◆ Work instructions
Repeat every line exactly, keeping the pictures out of the copy.

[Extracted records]
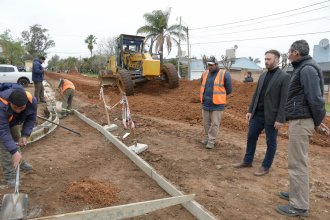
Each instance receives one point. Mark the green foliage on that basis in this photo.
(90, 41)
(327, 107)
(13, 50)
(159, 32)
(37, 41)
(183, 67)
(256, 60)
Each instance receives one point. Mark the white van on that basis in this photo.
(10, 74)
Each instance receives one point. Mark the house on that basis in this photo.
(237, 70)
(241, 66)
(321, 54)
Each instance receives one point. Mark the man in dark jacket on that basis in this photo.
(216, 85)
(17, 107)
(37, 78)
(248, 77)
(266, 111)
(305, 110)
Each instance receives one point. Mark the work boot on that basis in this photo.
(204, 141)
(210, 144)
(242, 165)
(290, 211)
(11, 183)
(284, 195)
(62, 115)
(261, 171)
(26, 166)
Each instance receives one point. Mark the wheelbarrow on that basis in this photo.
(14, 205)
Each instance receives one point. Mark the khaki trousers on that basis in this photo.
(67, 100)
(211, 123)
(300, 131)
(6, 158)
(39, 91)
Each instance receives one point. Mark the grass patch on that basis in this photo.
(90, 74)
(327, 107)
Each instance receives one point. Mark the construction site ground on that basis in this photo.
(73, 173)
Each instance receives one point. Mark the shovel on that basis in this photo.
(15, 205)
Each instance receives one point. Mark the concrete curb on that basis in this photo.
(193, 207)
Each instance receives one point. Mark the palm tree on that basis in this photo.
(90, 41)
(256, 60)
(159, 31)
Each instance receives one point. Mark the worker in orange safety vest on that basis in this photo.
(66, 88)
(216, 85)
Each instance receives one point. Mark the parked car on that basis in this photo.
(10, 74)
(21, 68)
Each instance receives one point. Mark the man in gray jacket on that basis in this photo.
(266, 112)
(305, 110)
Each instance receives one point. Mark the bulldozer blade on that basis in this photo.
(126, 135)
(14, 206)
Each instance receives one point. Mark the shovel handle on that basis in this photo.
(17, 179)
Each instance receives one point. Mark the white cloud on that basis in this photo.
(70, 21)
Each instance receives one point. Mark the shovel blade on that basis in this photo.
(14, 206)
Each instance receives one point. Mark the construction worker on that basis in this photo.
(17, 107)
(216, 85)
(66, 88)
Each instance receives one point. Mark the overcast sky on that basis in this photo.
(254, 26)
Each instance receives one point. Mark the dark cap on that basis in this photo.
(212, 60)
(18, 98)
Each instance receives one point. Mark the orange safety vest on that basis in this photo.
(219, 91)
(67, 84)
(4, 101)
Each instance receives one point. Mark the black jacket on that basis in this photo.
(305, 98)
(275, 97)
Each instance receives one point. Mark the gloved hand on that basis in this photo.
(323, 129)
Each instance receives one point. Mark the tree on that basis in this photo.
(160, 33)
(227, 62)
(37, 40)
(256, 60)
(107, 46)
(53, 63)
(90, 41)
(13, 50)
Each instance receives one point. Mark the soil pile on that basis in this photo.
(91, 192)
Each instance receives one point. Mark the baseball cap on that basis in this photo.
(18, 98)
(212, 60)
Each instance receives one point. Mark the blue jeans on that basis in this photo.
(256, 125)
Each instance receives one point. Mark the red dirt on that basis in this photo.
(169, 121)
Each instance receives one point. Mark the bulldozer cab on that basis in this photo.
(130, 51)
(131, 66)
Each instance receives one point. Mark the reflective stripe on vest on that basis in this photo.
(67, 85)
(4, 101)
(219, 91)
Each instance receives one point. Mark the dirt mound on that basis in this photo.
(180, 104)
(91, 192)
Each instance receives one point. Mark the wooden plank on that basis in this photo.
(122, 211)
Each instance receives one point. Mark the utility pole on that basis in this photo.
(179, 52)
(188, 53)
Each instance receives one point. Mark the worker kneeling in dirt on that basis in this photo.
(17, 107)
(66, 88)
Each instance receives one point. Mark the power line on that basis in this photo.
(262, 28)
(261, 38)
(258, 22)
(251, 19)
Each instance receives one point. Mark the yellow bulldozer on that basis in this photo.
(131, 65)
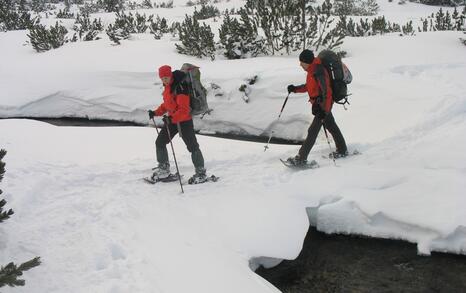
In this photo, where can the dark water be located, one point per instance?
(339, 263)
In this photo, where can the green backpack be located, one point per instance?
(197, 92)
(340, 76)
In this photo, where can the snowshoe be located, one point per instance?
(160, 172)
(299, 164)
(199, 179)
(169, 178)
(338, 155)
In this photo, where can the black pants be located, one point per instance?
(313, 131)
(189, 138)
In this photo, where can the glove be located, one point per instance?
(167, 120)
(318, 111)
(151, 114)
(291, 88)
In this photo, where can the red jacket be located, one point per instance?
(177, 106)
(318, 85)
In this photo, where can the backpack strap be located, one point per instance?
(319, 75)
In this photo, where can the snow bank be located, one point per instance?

◆ Output
Each instance receives one point. Mark the green foliage on that basis in this photo.
(90, 41)
(327, 107)
(13, 50)
(159, 32)
(37, 41)
(183, 67)
(256, 60)
Each instance receives one point. Mark the white van on that basis in this photo.
(10, 74)
Each instance receives one point. Mark the house on that basis in this photo.
(237, 70)
(241, 66)
(321, 54)
Each instance receives one point. Mark the man in dark jacket on that basis in this photo.
(216, 85)
(17, 107)
(37, 78)
(248, 77)
(266, 111)
(305, 110)
Each instance receives one point. Mark the work boot on that basis in this photo.
(204, 141)
(210, 144)
(242, 165)
(290, 211)
(11, 183)
(284, 195)
(62, 115)
(261, 171)
(26, 166)
Each instance receives one point. Mark the wheelbarrow on that basis in this photo.
(14, 205)
Each instance receives one point. Mark the khaki trousers on that basis in this photo.
(67, 100)
(211, 123)
(300, 131)
(6, 158)
(39, 91)
Each instance receives one point. Mark the grass patch on that basis in this photo.
(90, 74)
(327, 107)
Each instance receives one point. Mark the construction site ground on that basis in this photo.
(73, 173)
Each instance receives one point. Mark the shovel on that basis in this photo.
(15, 205)
Each instance receives one point. Mark the concrete curb on that basis in this photo.
(193, 207)
Each instance receives one point. Mark the palm tree on that basis in this photo.
(90, 41)
(256, 60)
(159, 31)
Each instance receives one point. Mark the worker in orange safety vest on that basis in this photo.
(66, 88)
(216, 85)
Each instance receives one point. Mark the parked car on that basis in this photo.
(10, 74)
(21, 68)
Each instance receives one point. Mark the man in gray jacket on that basis in this photo.
(266, 112)
(305, 110)
Each instance receives one point. Mark the bulldozer blade on that basis in this photo.
(126, 135)
(14, 206)
Each instance receives one point. Mark the shovel handle on that basis in this photo.
(17, 179)
Each instance receives one point. Mark the white cloud on that basis in this photo.
(70, 21)
Each instance receives one point. Mark the shovel blade on that basis in this photo.
(14, 206)
Each instance receives one point. Mark the construction worker on that basis in this photo.
(17, 107)
(216, 85)
(66, 88)
Each instance receives one point. Mark the overcast sky on that basis in this photo.
(254, 26)
Each instance receives one point. Mark the dark cap on that basis in this photo.
(212, 60)
(18, 98)
Each instance receives one point. Mark the orange safety vest on that basis in this photo.
(219, 91)
(67, 84)
(4, 101)
Each instance receives one point. Mark the black jacket on that basis in this photo.
(305, 98)
(275, 97)
Each instance receives one point. Mark the gloved hand on that basis in this photo.
(323, 129)
Each instance receives one point. Mark the tree on that basis in this photo.
(160, 33)
(227, 62)
(37, 40)
(256, 60)
(107, 46)
(53, 63)
(90, 41)
(13, 50)
Each instance receives one point. Mark the soil pile on that basis in this photo.
(91, 192)
Each instance receives one point. Mark the baseball cap on that basis in this photo.
(18, 98)
(212, 60)
Each instance receives one point. Mark the blue jeans on that basis in this photo.
(256, 125)
Each instance receives one point. Mark the red dirt on that basis in this photo.
(169, 121)
Each instance receives one point. Mark the bulldozer cab on that basis in this photo.
(130, 51)
(131, 66)
Each instance receives one point. Mark the reflective stripe on vest on that basis in this photo.
(67, 85)
(4, 101)
(219, 91)
Each instance receives one point. Mark the dirt mound on that basis in this photo.
(180, 104)
(91, 192)
Each instance receives one point. Mark the wooden plank on that basis in this photo.
(122, 211)
Each instance receives one point. Mark the utility pole on that basis in this photo.
(179, 52)
(188, 53)
Each instance receives one point. Mark the worker kneeling in dirt on that basis in this photo.
(17, 107)
(66, 88)
Each instance receives one point. Mark the power line on that basis in this photo.
(262, 28)
(261, 38)
(258, 22)
(251, 19)
Each instance receives one point. Mark the yellow bulldozer on that basis in this photo.
(131, 65)
In this photo, where can the dark water be located, one point per instance?
(339, 263)
In this photo, where can the green backpack be located, one point per instance?
(197, 92)
(340, 76)
In this photo, where can the snowshoe be located, one point per instance?
(160, 172)
(299, 164)
(199, 179)
(169, 178)
(338, 155)
In this photo, where can the black pants be located, one point per instance?
(313, 131)
(189, 138)
In this photo, where can the glove be located, one point per instance?
(167, 120)
(318, 111)
(151, 114)
(291, 88)
In this photo, where can the red jacket be located, one point per instance?
(177, 106)
(318, 85)
In this photo, where can the backpack strap be located, one point per instance?
(319, 75)
In this photo, where can the snow bank be located, one point per instance?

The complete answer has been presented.